WHAT YOU WILL DO
Update the lines from the one with "gold brooch is?" to the one with "[418,198,484,252]", changing "identify" to "locate" and leaving everything else the same. Return only those lines.
-- start LISTED ENTRIES --
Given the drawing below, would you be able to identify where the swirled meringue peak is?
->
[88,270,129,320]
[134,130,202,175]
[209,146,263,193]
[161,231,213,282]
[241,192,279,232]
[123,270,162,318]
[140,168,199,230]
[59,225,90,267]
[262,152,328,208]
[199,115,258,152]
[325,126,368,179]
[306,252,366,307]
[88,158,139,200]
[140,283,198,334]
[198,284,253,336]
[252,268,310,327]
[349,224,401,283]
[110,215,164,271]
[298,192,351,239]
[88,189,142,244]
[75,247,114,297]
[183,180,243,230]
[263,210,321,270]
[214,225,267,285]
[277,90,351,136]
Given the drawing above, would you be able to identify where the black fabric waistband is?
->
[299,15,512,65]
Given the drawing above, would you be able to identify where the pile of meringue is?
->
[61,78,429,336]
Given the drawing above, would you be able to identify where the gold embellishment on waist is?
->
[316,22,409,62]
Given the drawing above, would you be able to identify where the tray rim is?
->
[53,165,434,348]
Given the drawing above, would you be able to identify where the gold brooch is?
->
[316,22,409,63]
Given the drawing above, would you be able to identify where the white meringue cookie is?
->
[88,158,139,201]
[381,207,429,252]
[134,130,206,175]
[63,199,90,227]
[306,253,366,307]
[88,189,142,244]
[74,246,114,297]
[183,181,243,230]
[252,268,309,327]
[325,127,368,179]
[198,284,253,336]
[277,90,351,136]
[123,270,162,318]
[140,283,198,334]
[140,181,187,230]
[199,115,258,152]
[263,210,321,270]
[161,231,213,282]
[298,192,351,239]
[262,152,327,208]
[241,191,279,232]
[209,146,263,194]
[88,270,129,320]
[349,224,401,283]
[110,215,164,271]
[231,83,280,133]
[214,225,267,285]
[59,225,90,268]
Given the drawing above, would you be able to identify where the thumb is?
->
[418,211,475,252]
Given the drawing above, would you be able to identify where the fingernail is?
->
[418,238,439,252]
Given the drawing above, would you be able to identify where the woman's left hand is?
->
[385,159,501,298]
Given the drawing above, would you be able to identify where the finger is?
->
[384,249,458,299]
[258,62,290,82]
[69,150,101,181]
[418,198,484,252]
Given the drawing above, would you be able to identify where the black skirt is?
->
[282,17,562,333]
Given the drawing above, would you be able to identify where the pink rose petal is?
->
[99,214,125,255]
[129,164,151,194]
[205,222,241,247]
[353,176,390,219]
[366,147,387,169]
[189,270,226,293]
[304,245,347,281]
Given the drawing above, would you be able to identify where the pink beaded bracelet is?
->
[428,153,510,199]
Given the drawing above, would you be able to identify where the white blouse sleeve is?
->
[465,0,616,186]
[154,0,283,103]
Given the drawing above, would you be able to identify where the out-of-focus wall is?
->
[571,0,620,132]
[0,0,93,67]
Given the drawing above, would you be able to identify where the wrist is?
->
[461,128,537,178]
-- end LISTED ENTRIES --
-- start LISTED ENTRIES --
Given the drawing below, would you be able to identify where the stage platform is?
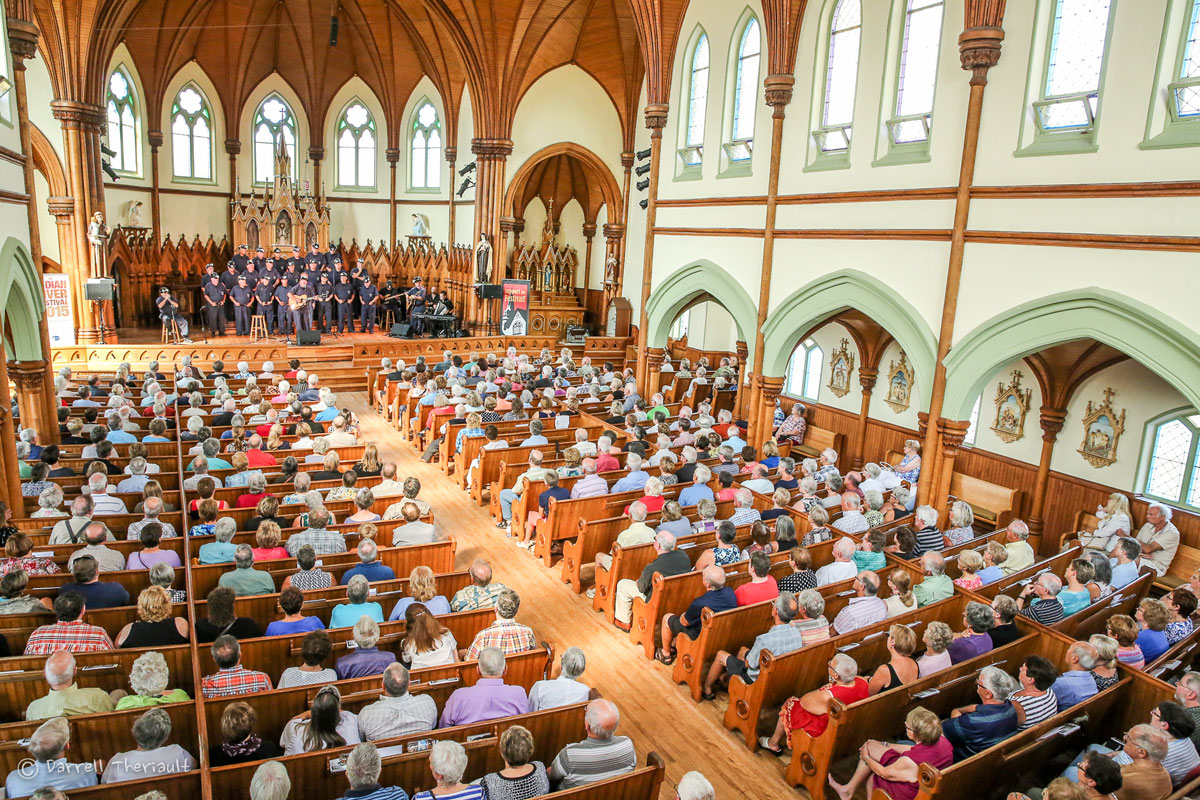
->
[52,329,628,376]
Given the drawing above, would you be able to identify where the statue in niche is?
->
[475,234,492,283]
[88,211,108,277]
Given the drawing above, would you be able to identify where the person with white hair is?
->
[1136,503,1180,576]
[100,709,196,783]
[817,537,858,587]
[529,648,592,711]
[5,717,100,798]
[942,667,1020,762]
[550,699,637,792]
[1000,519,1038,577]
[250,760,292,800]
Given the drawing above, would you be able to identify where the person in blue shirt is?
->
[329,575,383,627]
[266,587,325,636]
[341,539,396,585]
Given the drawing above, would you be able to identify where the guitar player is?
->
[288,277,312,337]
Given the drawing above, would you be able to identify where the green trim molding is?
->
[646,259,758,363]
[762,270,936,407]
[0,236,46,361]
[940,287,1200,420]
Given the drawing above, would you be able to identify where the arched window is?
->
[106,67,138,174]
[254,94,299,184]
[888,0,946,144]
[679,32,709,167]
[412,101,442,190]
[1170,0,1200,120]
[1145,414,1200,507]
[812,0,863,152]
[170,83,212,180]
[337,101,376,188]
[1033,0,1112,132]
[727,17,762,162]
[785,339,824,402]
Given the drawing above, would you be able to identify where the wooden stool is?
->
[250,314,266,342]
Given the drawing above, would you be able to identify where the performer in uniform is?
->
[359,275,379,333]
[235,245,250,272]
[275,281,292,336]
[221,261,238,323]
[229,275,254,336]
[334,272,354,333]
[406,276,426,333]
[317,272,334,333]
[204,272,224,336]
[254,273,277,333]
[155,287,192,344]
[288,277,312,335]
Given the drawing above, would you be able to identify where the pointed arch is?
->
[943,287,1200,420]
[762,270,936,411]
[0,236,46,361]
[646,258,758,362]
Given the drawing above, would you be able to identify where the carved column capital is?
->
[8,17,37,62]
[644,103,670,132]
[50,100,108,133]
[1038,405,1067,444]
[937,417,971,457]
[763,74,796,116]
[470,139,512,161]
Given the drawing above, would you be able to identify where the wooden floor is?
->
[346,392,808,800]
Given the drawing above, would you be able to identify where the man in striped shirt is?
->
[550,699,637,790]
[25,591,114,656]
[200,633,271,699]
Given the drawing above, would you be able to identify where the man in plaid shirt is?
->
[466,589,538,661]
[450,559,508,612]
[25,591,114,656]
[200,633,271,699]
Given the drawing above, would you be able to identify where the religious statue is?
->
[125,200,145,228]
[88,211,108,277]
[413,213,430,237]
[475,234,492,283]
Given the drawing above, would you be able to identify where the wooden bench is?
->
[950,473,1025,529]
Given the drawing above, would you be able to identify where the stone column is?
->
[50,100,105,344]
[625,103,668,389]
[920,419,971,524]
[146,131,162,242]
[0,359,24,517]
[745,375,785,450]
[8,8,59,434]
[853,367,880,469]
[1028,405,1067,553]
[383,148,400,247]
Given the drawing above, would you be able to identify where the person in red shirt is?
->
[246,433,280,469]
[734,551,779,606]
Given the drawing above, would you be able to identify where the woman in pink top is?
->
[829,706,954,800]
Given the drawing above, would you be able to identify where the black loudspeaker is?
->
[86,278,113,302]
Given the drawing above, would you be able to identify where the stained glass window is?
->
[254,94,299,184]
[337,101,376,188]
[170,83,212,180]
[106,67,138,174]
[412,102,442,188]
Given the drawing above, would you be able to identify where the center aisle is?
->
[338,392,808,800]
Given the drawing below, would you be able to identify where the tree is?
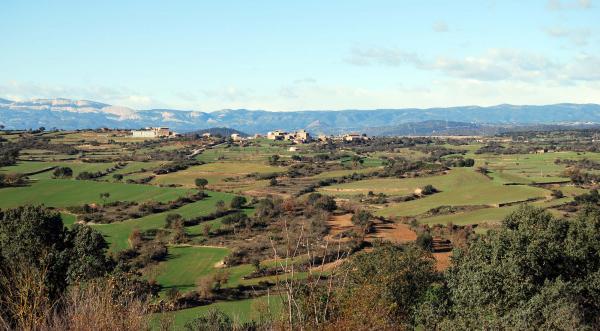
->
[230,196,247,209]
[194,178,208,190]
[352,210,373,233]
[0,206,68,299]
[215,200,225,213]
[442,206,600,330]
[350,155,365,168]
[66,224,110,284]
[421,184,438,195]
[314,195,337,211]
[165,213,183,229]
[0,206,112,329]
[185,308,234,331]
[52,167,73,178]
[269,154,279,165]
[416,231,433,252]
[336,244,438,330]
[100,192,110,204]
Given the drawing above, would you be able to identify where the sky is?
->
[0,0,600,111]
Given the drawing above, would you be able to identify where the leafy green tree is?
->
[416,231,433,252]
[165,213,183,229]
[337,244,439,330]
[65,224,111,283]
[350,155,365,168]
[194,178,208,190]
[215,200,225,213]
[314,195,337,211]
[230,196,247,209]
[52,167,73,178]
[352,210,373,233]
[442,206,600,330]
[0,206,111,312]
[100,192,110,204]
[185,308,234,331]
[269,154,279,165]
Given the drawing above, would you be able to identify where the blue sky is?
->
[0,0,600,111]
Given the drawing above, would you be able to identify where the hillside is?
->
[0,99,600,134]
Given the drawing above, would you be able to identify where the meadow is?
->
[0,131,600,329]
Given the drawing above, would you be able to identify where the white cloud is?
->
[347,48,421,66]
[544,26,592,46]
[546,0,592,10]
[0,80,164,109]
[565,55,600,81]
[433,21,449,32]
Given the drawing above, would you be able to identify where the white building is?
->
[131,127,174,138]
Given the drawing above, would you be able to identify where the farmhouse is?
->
-- end LISTED ENTRIES --
-- start LISTED ENTRIES --
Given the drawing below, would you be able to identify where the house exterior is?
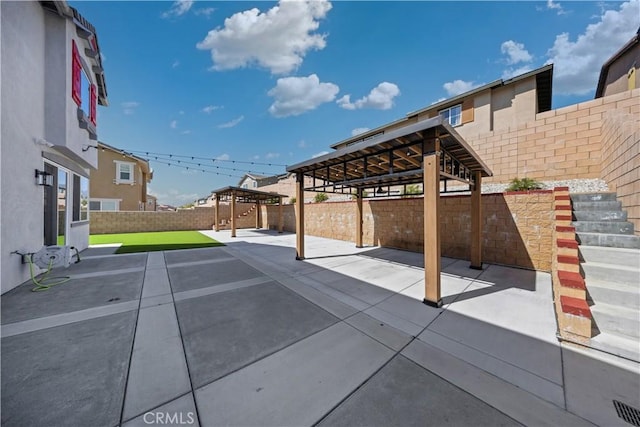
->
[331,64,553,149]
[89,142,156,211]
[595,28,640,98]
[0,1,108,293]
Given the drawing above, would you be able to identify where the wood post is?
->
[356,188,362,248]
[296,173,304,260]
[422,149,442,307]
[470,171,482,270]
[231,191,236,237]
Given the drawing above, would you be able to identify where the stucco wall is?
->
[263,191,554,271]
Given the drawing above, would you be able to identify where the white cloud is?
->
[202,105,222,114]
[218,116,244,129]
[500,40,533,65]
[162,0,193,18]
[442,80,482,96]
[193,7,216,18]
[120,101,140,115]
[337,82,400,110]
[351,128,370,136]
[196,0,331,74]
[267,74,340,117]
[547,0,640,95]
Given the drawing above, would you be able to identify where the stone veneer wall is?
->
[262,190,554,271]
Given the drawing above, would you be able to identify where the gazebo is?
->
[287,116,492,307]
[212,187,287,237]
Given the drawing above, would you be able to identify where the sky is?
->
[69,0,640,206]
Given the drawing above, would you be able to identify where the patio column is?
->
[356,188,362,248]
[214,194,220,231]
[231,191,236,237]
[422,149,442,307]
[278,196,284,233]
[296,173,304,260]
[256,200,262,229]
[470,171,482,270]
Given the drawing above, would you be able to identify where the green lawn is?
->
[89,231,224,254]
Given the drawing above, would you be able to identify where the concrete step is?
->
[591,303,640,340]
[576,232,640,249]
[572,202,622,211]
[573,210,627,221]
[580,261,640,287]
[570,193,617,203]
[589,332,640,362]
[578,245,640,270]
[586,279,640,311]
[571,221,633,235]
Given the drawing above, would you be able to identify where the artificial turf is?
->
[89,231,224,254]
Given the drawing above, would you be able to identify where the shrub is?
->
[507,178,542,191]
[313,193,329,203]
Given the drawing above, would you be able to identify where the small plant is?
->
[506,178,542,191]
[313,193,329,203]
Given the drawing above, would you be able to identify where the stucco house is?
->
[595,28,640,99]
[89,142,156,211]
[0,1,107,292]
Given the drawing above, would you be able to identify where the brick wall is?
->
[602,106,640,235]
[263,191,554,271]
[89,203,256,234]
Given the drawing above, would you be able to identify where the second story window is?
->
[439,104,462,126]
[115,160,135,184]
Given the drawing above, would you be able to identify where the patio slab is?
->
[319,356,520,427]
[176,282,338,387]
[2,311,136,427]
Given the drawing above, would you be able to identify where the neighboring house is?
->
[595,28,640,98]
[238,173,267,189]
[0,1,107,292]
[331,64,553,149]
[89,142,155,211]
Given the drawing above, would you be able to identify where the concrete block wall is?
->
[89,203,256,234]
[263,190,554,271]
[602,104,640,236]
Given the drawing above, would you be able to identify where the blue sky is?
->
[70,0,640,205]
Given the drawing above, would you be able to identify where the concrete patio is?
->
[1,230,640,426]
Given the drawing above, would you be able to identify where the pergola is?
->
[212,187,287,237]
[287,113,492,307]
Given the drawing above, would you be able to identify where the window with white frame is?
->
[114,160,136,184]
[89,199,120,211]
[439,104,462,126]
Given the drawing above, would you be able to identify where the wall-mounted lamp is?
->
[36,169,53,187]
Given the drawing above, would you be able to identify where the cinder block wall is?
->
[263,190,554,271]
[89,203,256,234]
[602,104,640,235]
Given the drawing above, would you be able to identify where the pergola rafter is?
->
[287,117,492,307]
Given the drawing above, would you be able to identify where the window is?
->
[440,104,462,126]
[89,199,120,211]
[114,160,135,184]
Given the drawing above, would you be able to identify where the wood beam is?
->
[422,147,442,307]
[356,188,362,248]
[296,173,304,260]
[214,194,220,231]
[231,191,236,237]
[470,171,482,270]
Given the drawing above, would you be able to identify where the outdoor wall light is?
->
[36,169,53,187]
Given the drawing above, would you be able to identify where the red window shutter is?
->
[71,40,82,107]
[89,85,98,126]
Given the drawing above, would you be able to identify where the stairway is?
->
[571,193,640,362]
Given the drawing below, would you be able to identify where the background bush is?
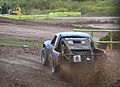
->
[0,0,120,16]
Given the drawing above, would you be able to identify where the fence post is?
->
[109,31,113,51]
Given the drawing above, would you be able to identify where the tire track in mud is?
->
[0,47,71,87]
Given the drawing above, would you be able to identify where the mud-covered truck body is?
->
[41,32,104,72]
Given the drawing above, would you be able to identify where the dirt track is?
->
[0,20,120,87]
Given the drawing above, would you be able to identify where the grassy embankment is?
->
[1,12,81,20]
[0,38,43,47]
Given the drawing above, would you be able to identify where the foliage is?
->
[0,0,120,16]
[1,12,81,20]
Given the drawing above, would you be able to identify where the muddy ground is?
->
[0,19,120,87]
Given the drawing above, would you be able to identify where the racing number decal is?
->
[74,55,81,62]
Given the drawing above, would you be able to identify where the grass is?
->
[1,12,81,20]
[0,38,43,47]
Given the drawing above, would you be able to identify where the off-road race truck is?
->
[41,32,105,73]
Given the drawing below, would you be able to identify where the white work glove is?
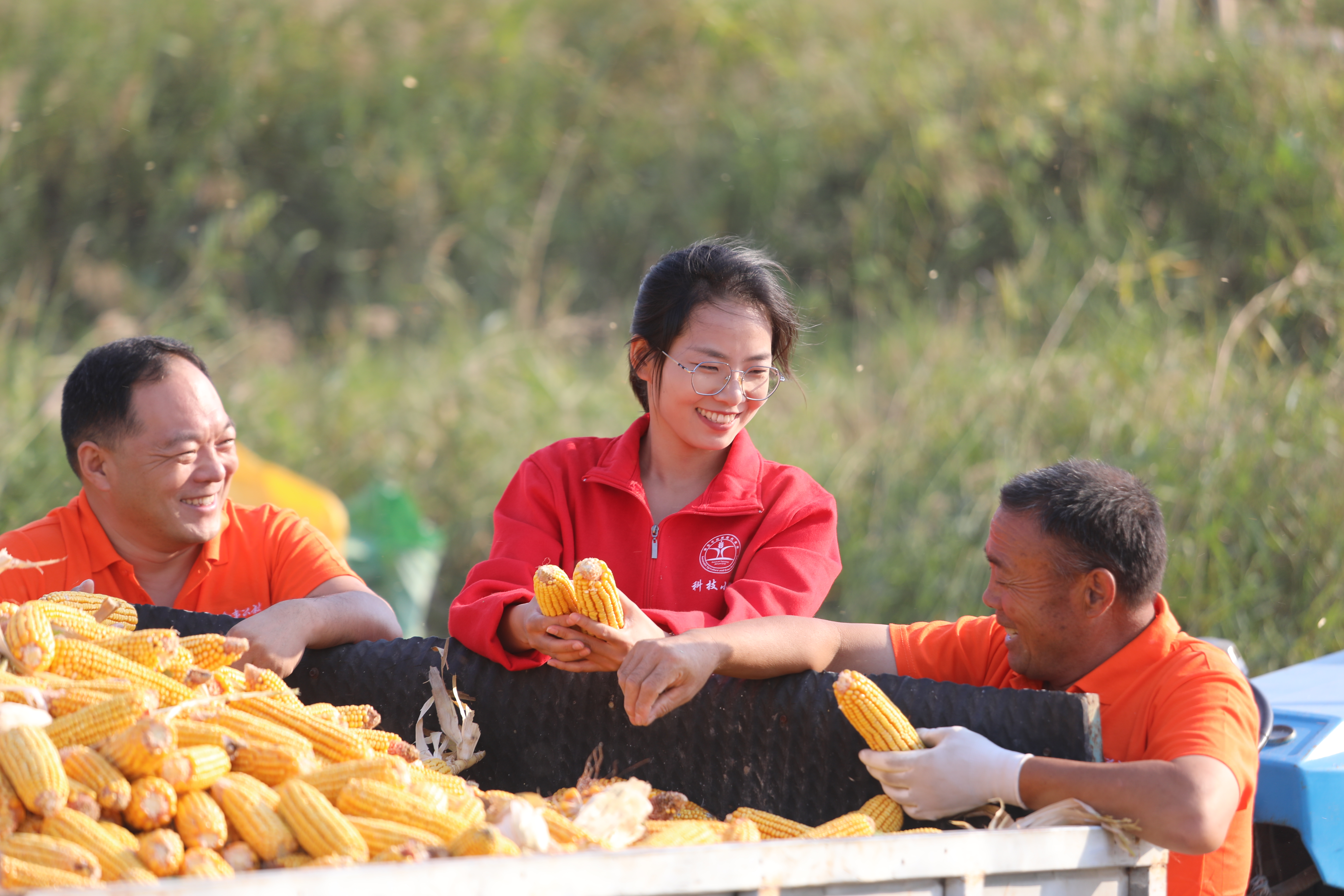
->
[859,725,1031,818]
-- end LISTED ENTRIES --
TASK OUTPUT
Given the drawing above, would you be able to locate where the gold brooch is?
->
[316,22,409,63]
Given the drawing above, would you be able to locate where the white meringue cookie is?
->
[88,158,139,201]
[381,207,429,252]
[134,130,206,175]
[63,199,90,227]
[306,253,366,307]
[88,189,142,244]
[74,246,114,297]
[183,181,243,230]
[252,268,309,327]
[325,127,368,179]
[198,284,253,336]
[277,90,351,136]
[123,270,162,318]
[140,283,198,334]
[140,181,187,230]
[199,115,258,152]
[263,210,321,270]
[161,231,213,282]
[298,192,351,239]
[262,152,327,208]
[241,191,279,232]
[209,146,263,194]
[88,270,129,320]
[349,224,401,283]
[110,215,164,271]
[231,83,280,133]
[214,225,267,285]
[59,225,90,268]
Given the drawing above, would you be able to locate where the thumb is?
->
[418,211,475,252]
Given the drawing above, would you be able to locate where the fingernail is?
->
[418,238,439,252]
Given the drawing above, would you be able to locate where the woman's left hand is?
->
[385,159,501,298]
Given the drawing above, would you be able to locate where the finger is?
->
[384,249,458,299]
[258,62,290,82]
[69,150,101,181]
[418,198,484,252]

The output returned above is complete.